» SOURCE
(begin)

From 15872471659f90d2396164e8fa358a09c190e26a Mon Sep 17 00:00:00 2001
From: Anton Akhmerov <anton.akhmerov@gmail.com>
Date: Sat, 17 Mar 2018 23:21:52 +0100
Subject: [PATCH] Rewrite PDF processing to avoid temporary files

* Use PyPDF2 (new dependency) to loop over images attached to a PDF
  this allows to detect and raise an error whenever there's >1
  image/page (we cannot treat this correctly anyway)
* rewrite helper functions to deal with image objects rather than reading
  from disk
* This also means we don't need pdfimages anymore
---
 requirements.txt            |   1 +
 zesje/helpers/pdf_helper.py | 167 +++++++++++++++++++-----------------
 2 files changed, 89 insertions(+), 79 deletions(-)

diff --git a/requirements.txt b/requirements.txt
index 02d97ad3c..c84ade2ae 100644
--- a/requirements.txt
+++ b/requirements.txt
@@ -9,3 +9,4 @@ numpy
 scipy
 pandas
 pyyaml
+PyPDF2
diff --git a/zesje/helpers/pdf_helper.py b/zesje/helpers/pdf_helper.py
index b8e39eb87..08b7d5153 100644
--- a/zesje/helpers/pdf_helper.py
+++ b/zesje/helpers/pdf_helper.py
@@ -2,16 +2,15 @@ import os
 from collections import namedtuple, ChainMap
 import functools
 import itertools
-import subprocess
 import argparse
-import shutil
-import tempfile
-import contextlib
+from io import BytesIO
 
 import numpy as np
 import pandas
 import cv2
 import zbar
+from PIL import Image
+import PyPDF2
 
 from pony import orm
 
@@ -52,7 +51,6 @@ def process_pdf(pdf_id, data_directory):
         config_path = os.path.join(data_directory, pdf.exam.yaml_path)
         output_directory = os.path.join(data_directory, pdf.exam.name + '_data')
 
-
     try:
         # Read in exam metadata
         config = ExamMetadata(*yaml_helper.parse(yaml_helper.read(config_path)))
@@ -60,43 +58,77 @@ def process_pdf(pdf_id, data_directory):
         report_error(f'Error while reading Exam metadata: {e}')

(end)

» DIRECTIVES
1/ Answer these questions about the patch.
(a) Which package is added to requirements.txt?
(b) Which tool does the change make unnecessary?
(c) How many files does the patch change?
2/ Reproduce a part of the patch with "zbar" changed to "pyzbar". Begin at the words "import numpy as" and stop after "pdf.exam.name + '_data')".

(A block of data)
(begin)

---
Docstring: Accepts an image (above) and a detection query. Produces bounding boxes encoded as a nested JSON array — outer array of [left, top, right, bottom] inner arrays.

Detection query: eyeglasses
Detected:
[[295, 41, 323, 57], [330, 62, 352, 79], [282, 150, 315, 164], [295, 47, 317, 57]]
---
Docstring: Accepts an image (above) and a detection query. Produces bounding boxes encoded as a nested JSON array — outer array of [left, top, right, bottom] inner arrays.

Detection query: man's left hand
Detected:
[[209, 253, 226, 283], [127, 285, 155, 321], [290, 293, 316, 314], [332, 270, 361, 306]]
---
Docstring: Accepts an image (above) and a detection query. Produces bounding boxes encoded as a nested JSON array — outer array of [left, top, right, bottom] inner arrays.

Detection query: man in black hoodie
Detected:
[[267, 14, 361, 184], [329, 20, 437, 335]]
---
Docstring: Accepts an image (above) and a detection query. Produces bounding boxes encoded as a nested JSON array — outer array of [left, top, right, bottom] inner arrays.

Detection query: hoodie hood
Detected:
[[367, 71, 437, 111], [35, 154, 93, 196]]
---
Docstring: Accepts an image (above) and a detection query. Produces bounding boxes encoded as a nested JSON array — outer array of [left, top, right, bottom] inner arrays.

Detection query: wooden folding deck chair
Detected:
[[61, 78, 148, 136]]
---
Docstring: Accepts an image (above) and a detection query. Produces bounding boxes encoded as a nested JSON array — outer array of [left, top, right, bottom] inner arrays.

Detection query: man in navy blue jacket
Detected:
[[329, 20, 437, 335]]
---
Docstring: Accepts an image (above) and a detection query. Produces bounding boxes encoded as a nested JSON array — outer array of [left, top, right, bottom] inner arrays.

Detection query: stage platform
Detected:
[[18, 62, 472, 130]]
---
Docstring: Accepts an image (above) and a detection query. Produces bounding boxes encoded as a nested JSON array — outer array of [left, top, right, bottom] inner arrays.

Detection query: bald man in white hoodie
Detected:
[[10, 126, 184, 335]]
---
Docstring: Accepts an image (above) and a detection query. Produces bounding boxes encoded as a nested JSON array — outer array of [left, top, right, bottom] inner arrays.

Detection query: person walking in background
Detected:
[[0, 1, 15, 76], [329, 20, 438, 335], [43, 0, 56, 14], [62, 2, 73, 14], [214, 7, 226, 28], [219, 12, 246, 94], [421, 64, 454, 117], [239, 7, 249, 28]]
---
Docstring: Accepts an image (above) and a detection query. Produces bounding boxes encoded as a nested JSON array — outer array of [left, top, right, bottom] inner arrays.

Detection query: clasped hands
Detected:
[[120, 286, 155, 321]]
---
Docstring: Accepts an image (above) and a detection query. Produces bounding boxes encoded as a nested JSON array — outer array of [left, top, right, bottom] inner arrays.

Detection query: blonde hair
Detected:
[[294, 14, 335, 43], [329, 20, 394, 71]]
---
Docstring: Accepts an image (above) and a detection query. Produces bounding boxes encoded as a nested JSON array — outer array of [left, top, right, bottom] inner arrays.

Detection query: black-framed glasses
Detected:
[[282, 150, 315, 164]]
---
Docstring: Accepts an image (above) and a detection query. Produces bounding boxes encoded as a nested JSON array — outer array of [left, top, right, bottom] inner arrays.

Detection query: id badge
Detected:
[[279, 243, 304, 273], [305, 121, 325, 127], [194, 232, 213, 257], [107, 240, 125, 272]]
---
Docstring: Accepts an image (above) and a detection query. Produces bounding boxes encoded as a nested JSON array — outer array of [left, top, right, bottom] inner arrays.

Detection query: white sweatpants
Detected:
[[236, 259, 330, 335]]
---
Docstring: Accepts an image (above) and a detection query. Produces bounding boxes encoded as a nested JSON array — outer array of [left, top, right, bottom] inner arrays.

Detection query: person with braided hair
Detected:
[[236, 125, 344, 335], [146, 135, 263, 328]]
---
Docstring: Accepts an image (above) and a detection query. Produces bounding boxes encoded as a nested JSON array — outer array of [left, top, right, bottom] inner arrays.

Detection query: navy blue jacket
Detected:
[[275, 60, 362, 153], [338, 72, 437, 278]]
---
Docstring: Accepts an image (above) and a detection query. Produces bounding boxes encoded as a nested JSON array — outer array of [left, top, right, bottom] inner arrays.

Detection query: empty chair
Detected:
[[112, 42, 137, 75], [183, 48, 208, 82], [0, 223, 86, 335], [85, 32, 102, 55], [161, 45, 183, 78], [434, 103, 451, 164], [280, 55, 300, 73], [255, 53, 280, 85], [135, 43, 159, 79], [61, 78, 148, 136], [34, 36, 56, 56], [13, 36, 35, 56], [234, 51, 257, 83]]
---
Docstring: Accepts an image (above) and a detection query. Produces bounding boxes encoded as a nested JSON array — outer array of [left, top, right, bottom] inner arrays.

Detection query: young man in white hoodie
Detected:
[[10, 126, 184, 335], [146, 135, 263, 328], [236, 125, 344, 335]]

(end)

» TASK-BY-TASK SOLUTIONS
1/
(a) PyPDF2
(b) pdfimages
(c) 2

2/
import numpy as np
 import pandas
 import cv2
 import pyzbar
+from PIL import Image
+import PyPDF2
 
 from pony import orm
 
@@ -52,7 +51,6 @@ def process_pdf(pdf_id, data_directory):
         config_path = os.path.join(data_directory, pdf.exam.yaml_path)
         output_directory = os.path.join(data_directory, pdf.exam.name + '_data')